• Texte source
* * *
Article de recherche
The blended class: a rich, flexible and efficient teaching environment for second language skills acquisition
Svetla KAMÉNOVA
KAMÉNOVA Svetla (Département d’études françaises – Université Concordia, Montréal, Canada)
RÉSUMÉ
L’hétérogénéité de la population étudiante dans les universités canadiennes est une réalité bien connue. Elle relève du fait multiâge, des différentes façons d’étudier, de la diversité des origines, des parcours scolaires variés. Quelles seraient donc les solutions pour gérer l’hétérogénéité en classe ? Le mode hybride s’en révèle une, avec sa flexibilité et son efficacité. Forums de discussion, collaborations synchrones et asynchrones, hyperliens, vidéos, sont quelques-uns des outils TIC que nous utilisons dans notre cours hybride en Français des affaires à l’Université Concordia (Canada) et grâce auxquels les participants profitent de l’enseignement à leur rythme. Toutefois, le professeur se doit d’intégrer le numérique de façon responsable et équilibrée. Il s’agit ici de bien départager les parties se prêtant mieux à l’utilisation du numérique de celles qui demandent un enseignement en présentiel.
Mots-clés : FLS, cours hybride, hétérogénéité, TIC, autonomie
SUMMARY
The heterogeneity of the student population in Canadian universities is a well-known reality. It stems from the fact that the students are of different ages and come from diverse backgrounds; they have different ways of studying, varied academic experience.So what would be the solutions in managing heterogeneity in the classroom? The blended mode of education with its flexibility and efficiency is one such solution. Discussion forums, synchronous and asynchronous collaborations, hyperlinks and videos are some of the ICT tools that we use in our hybrid course in Business French at Concordia University (Canada). This approach allows participants to benefit from learning at their own pace. However, the professor must integrate digital technology in a responsible and balanced way. This article stresses the importance of clearly distinguishing between the elements of teaching that are better suited to the use of digital technology and those that require face-to-face education.
* * *
• Extrait des données

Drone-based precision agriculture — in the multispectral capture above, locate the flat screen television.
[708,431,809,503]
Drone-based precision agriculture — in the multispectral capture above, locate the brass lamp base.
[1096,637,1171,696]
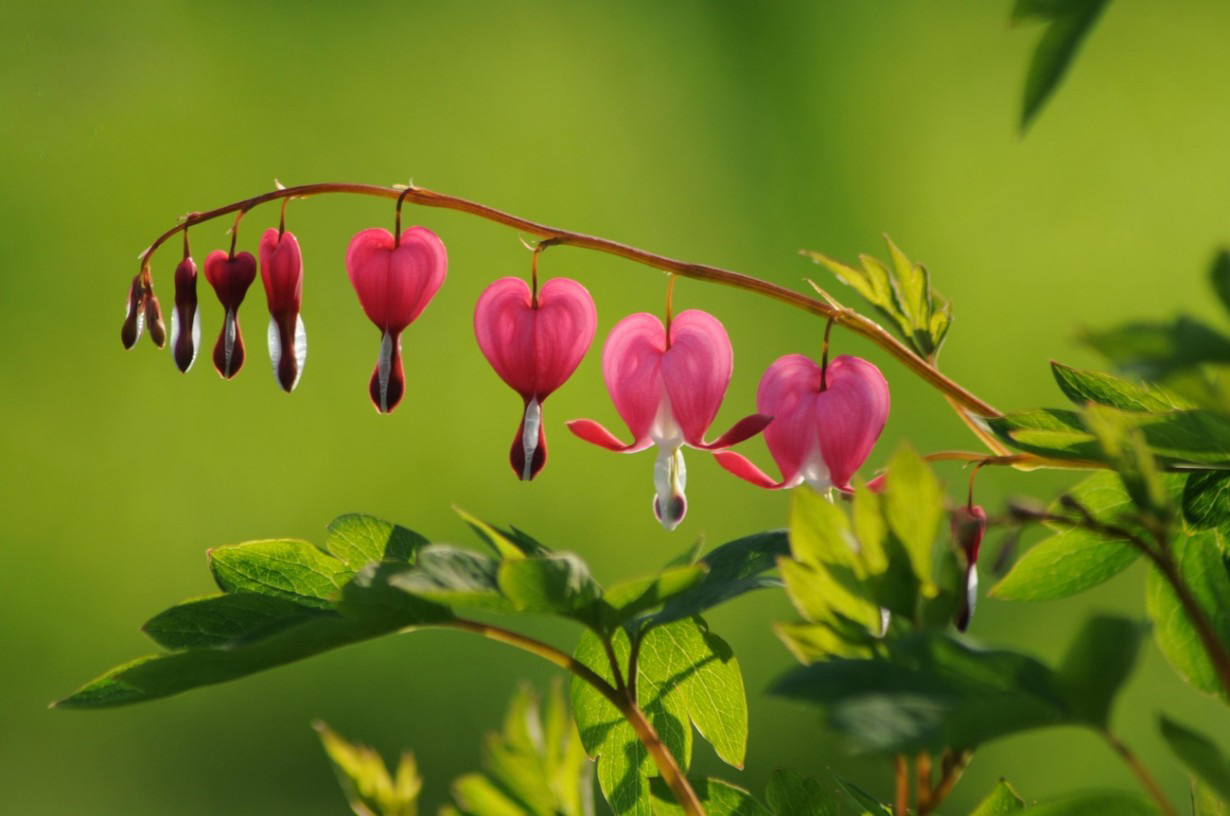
* * *
• À faire
a: D'après l'article sur la classe hybride, répondez aux questions suivantes :
(i) Dans quel département et quelle université travaille Svetla Kaménova ?
(ii) Dans quel cours hybride les outils TIC cités sont-ils utilisés ?
(iii) Quels sont les mots-clés de l'article sur la classe hybride ?
b: Reprenez mot pour mot, dans l'article sur la classe hybride, le passage allant de « Article de recherche » jusqu'à « Concordia, Montréal, Canada) ».

• Réponses
a:
(i) Au Département d'études françaises de l'Université Concordia, à Montréal, au Canada.
(ii) Dans le cours hybride de Français des affaires à l'Université Concordia.
(iii) FLS, cours hybride, hétérogénéité, TIC, autonomie.

b:
Article de recherche
The blended class: a rich, flexible and efficient teaching environment for second language skills acquisition
Svetla KAMÉNOVA
KAMÉNOVA Svetla (Département d’études françaises – Université Concordia, Montréal, Canada)